==== Data in this exercise

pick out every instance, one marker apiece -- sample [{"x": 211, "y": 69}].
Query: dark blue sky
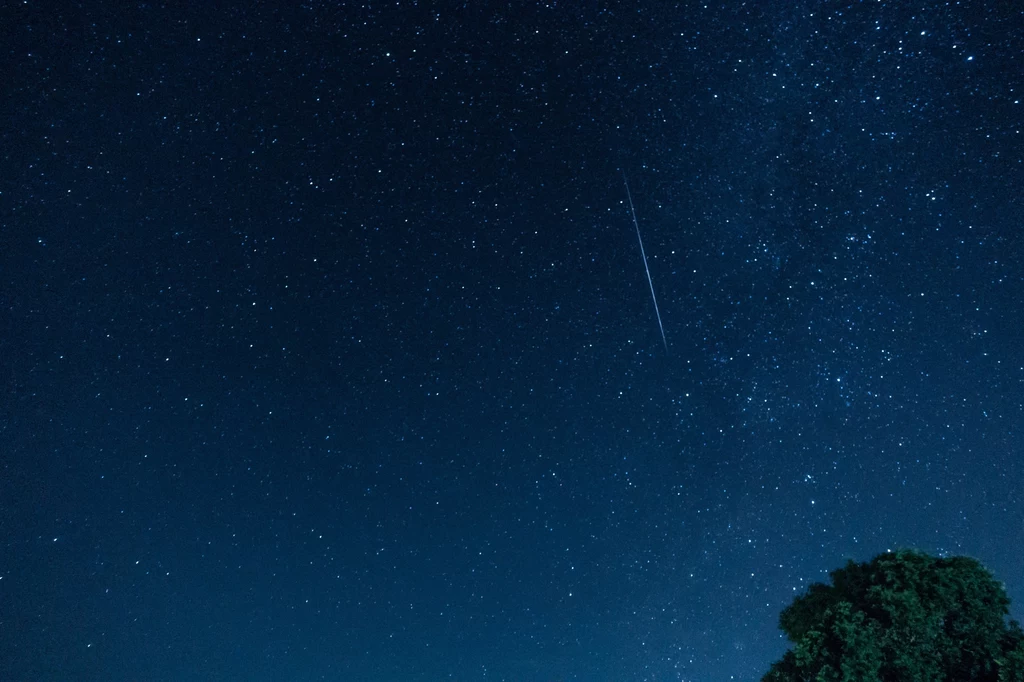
[{"x": 328, "y": 352}]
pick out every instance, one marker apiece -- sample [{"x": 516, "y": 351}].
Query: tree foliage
[{"x": 903, "y": 616}]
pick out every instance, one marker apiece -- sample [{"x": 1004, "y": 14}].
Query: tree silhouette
[{"x": 903, "y": 616}]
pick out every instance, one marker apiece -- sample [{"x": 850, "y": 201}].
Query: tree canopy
[{"x": 903, "y": 616}]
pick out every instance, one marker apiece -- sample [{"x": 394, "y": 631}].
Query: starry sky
[{"x": 328, "y": 351}]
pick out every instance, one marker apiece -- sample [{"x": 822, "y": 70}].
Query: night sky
[{"x": 328, "y": 351}]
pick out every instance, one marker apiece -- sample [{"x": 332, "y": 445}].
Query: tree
[{"x": 903, "y": 616}]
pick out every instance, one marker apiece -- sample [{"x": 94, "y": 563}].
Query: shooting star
[{"x": 644, "y": 256}]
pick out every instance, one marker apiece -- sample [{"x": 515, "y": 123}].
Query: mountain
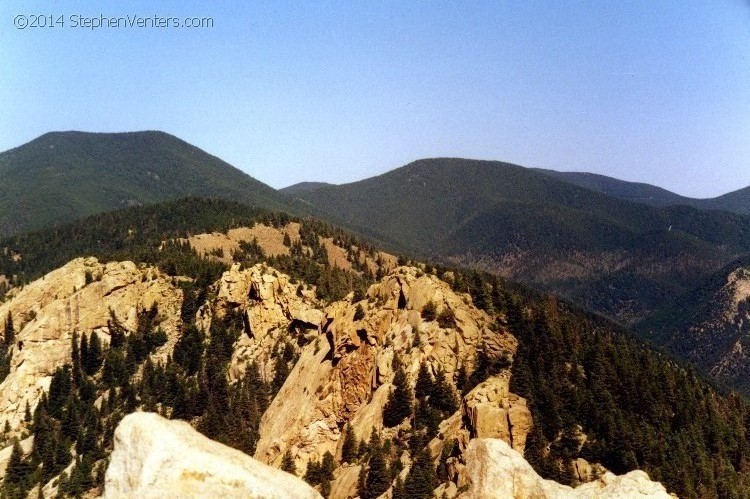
[
  {"x": 630, "y": 191},
  {"x": 303, "y": 187},
  {"x": 737, "y": 201},
  {"x": 315, "y": 353},
  {"x": 710, "y": 325},
  {"x": 63, "y": 176},
  {"x": 617, "y": 257}
]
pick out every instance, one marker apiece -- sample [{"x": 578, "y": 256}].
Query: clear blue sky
[{"x": 654, "y": 91}]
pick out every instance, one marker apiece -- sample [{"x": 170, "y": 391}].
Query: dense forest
[{"x": 581, "y": 374}]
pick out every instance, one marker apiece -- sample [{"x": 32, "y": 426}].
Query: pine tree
[
  {"x": 429, "y": 311},
  {"x": 399, "y": 404},
  {"x": 349, "y": 447},
  {"x": 327, "y": 466},
  {"x": 92, "y": 359},
  {"x": 10, "y": 331},
  {"x": 398, "y": 489},
  {"x": 287, "y": 463},
  {"x": 18, "y": 470},
  {"x": 359, "y": 313},
  {"x": 425, "y": 384},
  {"x": 443, "y": 398},
  {"x": 378, "y": 478},
  {"x": 421, "y": 481}
]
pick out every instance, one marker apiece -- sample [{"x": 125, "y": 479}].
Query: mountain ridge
[{"x": 62, "y": 176}]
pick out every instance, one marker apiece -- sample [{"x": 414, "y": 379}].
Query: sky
[{"x": 337, "y": 91}]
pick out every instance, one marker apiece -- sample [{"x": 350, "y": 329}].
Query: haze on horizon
[{"x": 645, "y": 92}]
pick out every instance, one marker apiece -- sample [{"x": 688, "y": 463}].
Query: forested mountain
[
  {"x": 357, "y": 373},
  {"x": 737, "y": 201},
  {"x": 613, "y": 256},
  {"x": 63, "y": 176}
]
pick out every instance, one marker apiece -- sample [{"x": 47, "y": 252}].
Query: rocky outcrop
[
  {"x": 494, "y": 412},
  {"x": 494, "y": 470},
  {"x": 344, "y": 374},
  {"x": 272, "y": 308},
  {"x": 718, "y": 335},
  {"x": 26, "y": 445},
  {"x": 154, "y": 457},
  {"x": 77, "y": 297}
]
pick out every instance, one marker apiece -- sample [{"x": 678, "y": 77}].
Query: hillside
[
  {"x": 359, "y": 377},
  {"x": 64, "y": 176},
  {"x": 613, "y": 256},
  {"x": 736, "y": 202},
  {"x": 303, "y": 187}
]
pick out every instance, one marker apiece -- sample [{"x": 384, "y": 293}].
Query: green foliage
[
  {"x": 349, "y": 447},
  {"x": 429, "y": 311},
  {"x": 421, "y": 480},
  {"x": 287, "y": 463},
  {"x": 188, "y": 350},
  {"x": 425, "y": 384},
  {"x": 9, "y": 331},
  {"x": 359, "y": 313},
  {"x": 376, "y": 476},
  {"x": 399, "y": 404},
  {"x": 69, "y": 175},
  {"x": 446, "y": 318}
]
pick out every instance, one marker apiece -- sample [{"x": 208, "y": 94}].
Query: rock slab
[
  {"x": 155, "y": 457},
  {"x": 496, "y": 470}
]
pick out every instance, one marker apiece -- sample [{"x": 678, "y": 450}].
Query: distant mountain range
[
  {"x": 63, "y": 176},
  {"x": 617, "y": 257},
  {"x": 646, "y": 257},
  {"x": 737, "y": 201}
]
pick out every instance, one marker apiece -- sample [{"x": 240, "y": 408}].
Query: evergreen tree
[
  {"x": 17, "y": 473},
  {"x": 443, "y": 397},
  {"x": 378, "y": 478},
  {"x": 92, "y": 360},
  {"x": 188, "y": 351},
  {"x": 398, "y": 489},
  {"x": 425, "y": 384},
  {"x": 287, "y": 463},
  {"x": 399, "y": 404},
  {"x": 10, "y": 331},
  {"x": 421, "y": 481},
  {"x": 349, "y": 447},
  {"x": 359, "y": 313},
  {"x": 429, "y": 311}
]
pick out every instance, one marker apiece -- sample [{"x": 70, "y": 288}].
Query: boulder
[
  {"x": 494, "y": 469},
  {"x": 494, "y": 412},
  {"x": 154, "y": 457}
]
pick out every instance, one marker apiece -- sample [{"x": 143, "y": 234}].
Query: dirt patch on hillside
[
  {"x": 221, "y": 246},
  {"x": 336, "y": 254}
]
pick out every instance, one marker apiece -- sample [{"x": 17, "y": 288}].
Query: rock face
[
  {"x": 155, "y": 457},
  {"x": 271, "y": 306},
  {"x": 76, "y": 297},
  {"x": 345, "y": 375},
  {"x": 494, "y": 412},
  {"x": 495, "y": 470}
]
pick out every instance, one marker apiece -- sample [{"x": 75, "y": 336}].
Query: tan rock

========

Quote the material exactly. Pictures stay out.

◆ Worked solution:
pick out every instance, one marker apiece -- sample [{"x": 211, "y": 69}].
Query: dark blue sky
[{"x": 328, "y": 352}]
pick out every instance, one marker apiece -- sample [{"x": 516, "y": 351}].
Query: tree foliage
[{"x": 903, "y": 616}]
pick out every instance, one marker apiece -- sample [{"x": 1004, "y": 14}].
Query: tree silhouette
[{"x": 903, "y": 616}]
pick out every instance, one marker apiece -- sample [{"x": 850, "y": 201}].
Query: tree canopy
[{"x": 903, "y": 616}]
pick out every instance, one marker apiece -- sample [{"x": 394, "y": 631}].
Query: starry sky
[{"x": 328, "y": 351}]
pick out every instance, one marker apiece -- sample [{"x": 822, "y": 70}].
Query: night sky
[{"x": 328, "y": 351}]
pick out every instance, one marker apiece -- sample [{"x": 332, "y": 445}].
Query: tree
[{"x": 903, "y": 616}]
pick out every instance, one marker apiece -- sample [{"x": 94, "y": 563}].
Query: shooting star
[{"x": 644, "y": 256}]
pick out every instance, one marker apiece -- sample [{"x": 515, "y": 123}].
Query: mountain
[
  {"x": 630, "y": 191},
  {"x": 303, "y": 187},
  {"x": 737, "y": 201},
  {"x": 315, "y": 353},
  {"x": 710, "y": 325},
  {"x": 63, "y": 176},
  {"x": 617, "y": 257}
]
pick out every instance, one marker apiece -- sample [{"x": 578, "y": 256}].
Query: clear blue sky
[{"x": 654, "y": 91}]
pick out every instance, one marker apiece -- sample [{"x": 170, "y": 391}].
Query: dense forest
[{"x": 581, "y": 374}]
pick out every instance, one marker apiece -- sample [{"x": 32, "y": 426}].
Query: pine tree
[
  {"x": 429, "y": 311},
  {"x": 399, "y": 404},
  {"x": 349, "y": 447},
  {"x": 327, "y": 466},
  {"x": 92, "y": 359},
  {"x": 10, "y": 331},
  {"x": 398, "y": 489},
  {"x": 287, "y": 463},
  {"x": 18, "y": 470},
  {"x": 359, "y": 313},
  {"x": 425, "y": 384},
  {"x": 443, "y": 398},
  {"x": 378, "y": 478},
  {"x": 421, "y": 481}
]
pick out every instance, one marker apiece -- sample [{"x": 125, "y": 479}].
Query: mountain ridge
[{"x": 62, "y": 176}]
pick out every instance, one marker apiece -- sample [{"x": 414, "y": 379}].
Query: sky
[{"x": 337, "y": 91}]
pick out every instance, one marker apiece -- sample [{"x": 350, "y": 329}].
Query: haze on horizon
[{"x": 645, "y": 92}]
pick out every instance, one marker apiece -- sample [{"x": 688, "y": 463}].
Query: forested mountain
[
  {"x": 357, "y": 373},
  {"x": 737, "y": 201},
  {"x": 613, "y": 256},
  {"x": 63, "y": 176}
]
pick out every instance, one marker apiece -- sample [{"x": 47, "y": 252}].
Query: rocky outcrop
[
  {"x": 494, "y": 412},
  {"x": 494, "y": 470},
  {"x": 344, "y": 374},
  {"x": 272, "y": 308},
  {"x": 718, "y": 335},
  {"x": 26, "y": 445},
  {"x": 154, "y": 457},
  {"x": 77, "y": 297}
]
pick out every instance, one marker apiece -- sample [{"x": 678, "y": 77}].
Query: hillside
[
  {"x": 359, "y": 377},
  {"x": 64, "y": 176},
  {"x": 613, "y": 256},
  {"x": 736, "y": 202},
  {"x": 303, "y": 187}
]
pick out every instance, one marker apiece -- sample [{"x": 384, "y": 293}].
Query: green foliage
[
  {"x": 349, "y": 447},
  {"x": 429, "y": 311},
  {"x": 421, "y": 480},
  {"x": 287, "y": 463},
  {"x": 188, "y": 350},
  {"x": 425, "y": 384},
  {"x": 9, "y": 331},
  {"x": 359, "y": 313},
  {"x": 376, "y": 476},
  {"x": 399, "y": 404},
  {"x": 69, "y": 175},
  {"x": 446, "y": 318}
]
pick out every instance, one marker apiece -- sample [{"x": 208, "y": 94}].
Query: rock slab
[
  {"x": 155, "y": 457},
  {"x": 496, "y": 470}
]
pick out every instance, one marker apiece -- sample [{"x": 678, "y": 450}].
Query: distant mountain range
[
  {"x": 63, "y": 176},
  {"x": 617, "y": 257},
  {"x": 646, "y": 257},
  {"x": 737, "y": 201}
]
pick out every instance, one marker apiece -- sample [{"x": 240, "y": 408}].
Query: evergreen tree
[
  {"x": 17, "y": 473},
  {"x": 443, "y": 397},
  {"x": 378, "y": 478},
  {"x": 92, "y": 360},
  {"x": 188, "y": 351},
  {"x": 398, "y": 489},
  {"x": 425, "y": 384},
  {"x": 287, "y": 463},
  {"x": 399, "y": 404},
  {"x": 10, "y": 331},
  {"x": 421, "y": 481},
  {"x": 349, "y": 447},
  {"x": 359, "y": 313},
  {"x": 429, "y": 311}
]
pick out every instance, one marker apiece -- sample [{"x": 70, "y": 288}].
Query: boulder
[
  {"x": 494, "y": 469},
  {"x": 494, "y": 412},
  {"x": 154, "y": 457}
]
pick out every instance, one marker apiece -- sample [{"x": 143, "y": 234}].
Query: dirt patch on hillside
[
  {"x": 221, "y": 246},
  {"x": 336, "y": 254}
]
pick out every instance, one marker apiece -- sample [{"x": 17, "y": 288}].
Query: rock face
[
  {"x": 155, "y": 457},
  {"x": 271, "y": 306},
  {"x": 76, "y": 297},
  {"x": 345, "y": 375},
  {"x": 494, "y": 412},
  {"x": 495, "y": 470}
]
pick out every instance, one marker apiece -- sample [{"x": 75, "y": 336}].
Query: tan rock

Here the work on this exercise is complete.